_The input:_
= = = = = = =

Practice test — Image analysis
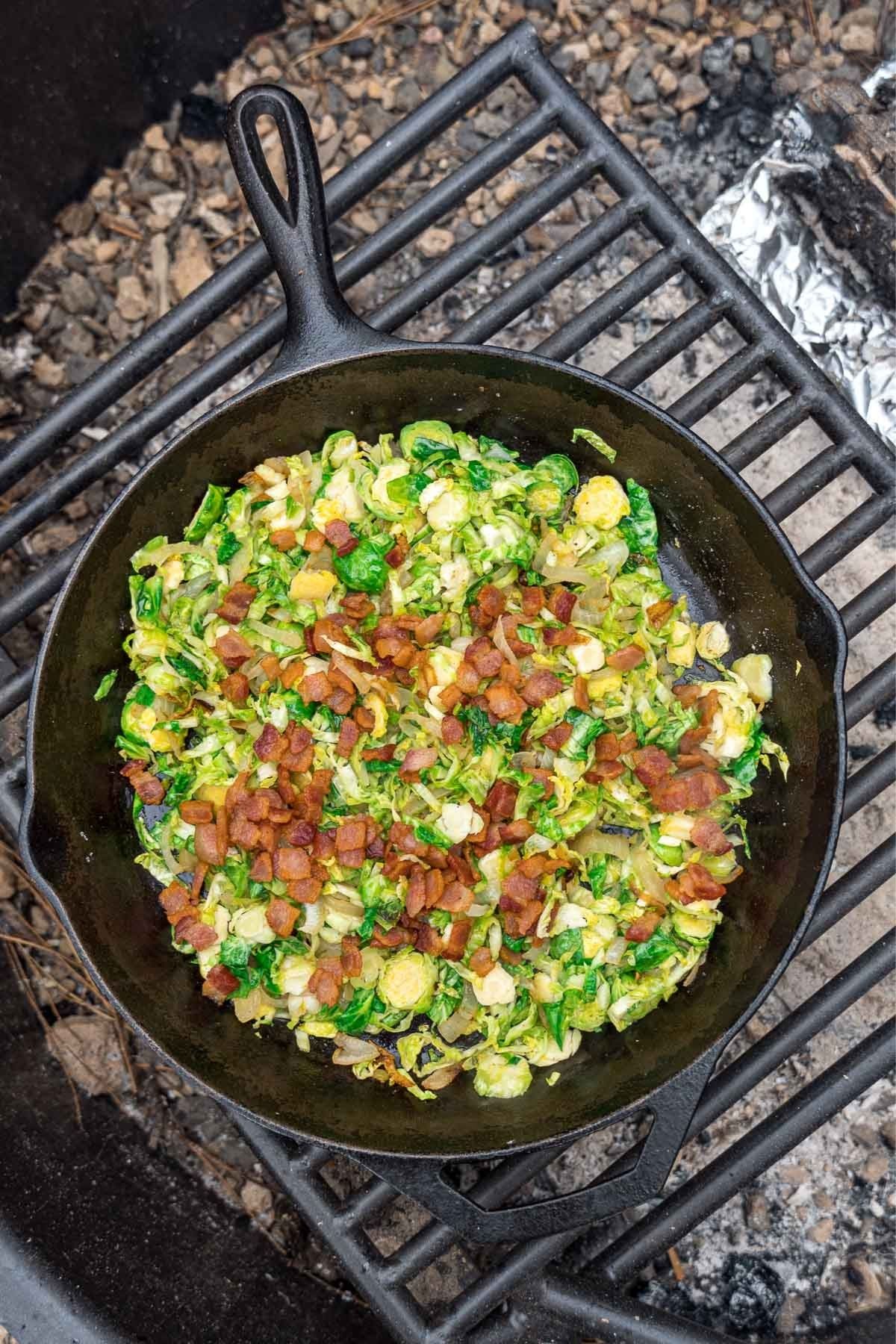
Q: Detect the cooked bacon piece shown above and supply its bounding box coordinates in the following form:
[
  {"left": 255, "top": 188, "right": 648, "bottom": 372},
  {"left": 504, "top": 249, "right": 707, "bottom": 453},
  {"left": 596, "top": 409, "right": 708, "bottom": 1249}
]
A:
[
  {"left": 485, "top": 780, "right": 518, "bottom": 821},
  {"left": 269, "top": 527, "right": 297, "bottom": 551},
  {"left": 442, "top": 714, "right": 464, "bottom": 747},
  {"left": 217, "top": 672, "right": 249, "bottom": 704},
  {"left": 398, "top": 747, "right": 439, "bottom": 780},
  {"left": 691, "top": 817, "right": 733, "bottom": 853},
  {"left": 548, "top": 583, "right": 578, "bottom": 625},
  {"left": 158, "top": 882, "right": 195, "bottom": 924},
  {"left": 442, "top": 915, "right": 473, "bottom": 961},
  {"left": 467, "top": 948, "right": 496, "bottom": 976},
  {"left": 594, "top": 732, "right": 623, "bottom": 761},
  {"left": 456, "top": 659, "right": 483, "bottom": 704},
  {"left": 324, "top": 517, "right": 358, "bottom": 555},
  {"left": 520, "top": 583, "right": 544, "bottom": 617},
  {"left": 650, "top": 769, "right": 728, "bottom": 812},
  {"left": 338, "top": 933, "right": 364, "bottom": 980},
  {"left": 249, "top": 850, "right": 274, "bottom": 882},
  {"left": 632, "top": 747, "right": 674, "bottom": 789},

= = = = = = =

_Task goal:_ Switch "cooked bacon piece" to "sliced mushroom" wherever it occurs in the items, and reproduce them with no other changes. Omit the pictures.

_The completed task:_
Practice test — Image analysis
Q: Detect the sliced mushroom shown above and supply its bounding box coordinates in the following form:
[
  {"left": 255, "top": 188, "right": 648, "bottom": 372},
  {"left": 504, "top": 249, "right": 707, "bottom": 453},
  {"left": 596, "top": 409, "right": 708, "bottom": 1249}
]
A:
[
  {"left": 485, "top": 780, "right": 518, "bottom": 821},
  {"left": 269, "top": 527, "right": 297, "bottom": 551},
  {"left": 442, "top": 714, "right": 464, "bottom": 747},
  {"left": 217, "top": 672, "right": 249, "bottom": 704},
  {"left": 398, "top": 747, "right": 439, "bottom": 780},
  {"left": 691, "top": 817, "right": 733, "bottom": 853},
  {"left": 548, "top": 583, "right": 578, "bottom": 625},
  {"left": 158, "top": 882, "right": 195, "bottom": 924},
  {"left": 442, "top": 915, "right": 473, "bottom": 961},
  {"left": 467, "top": 948, "right": 496, "bottom": 976},
  {"left": 594, "top": 732, "right": 623, "bottom": 761},
  {"left": 456, "top": 659, "right": 483, "bottom": 704},
  {"left": 324, "top": 517, "right": 358, "bottom": 555},
  {"left": 520, "top": 583, "right": 544, "bottom": 617},
  {"left": 650, "top": 769, "right": 728, "bottom": 812},
  {"left": 338, "top": 933, "right": 364, "bottom": 980},
  {"left": 249, "top": 850, "right": 274, "bottom": 882},
  {"left": 632, "top": 747, "right": 674, "bottom": 789},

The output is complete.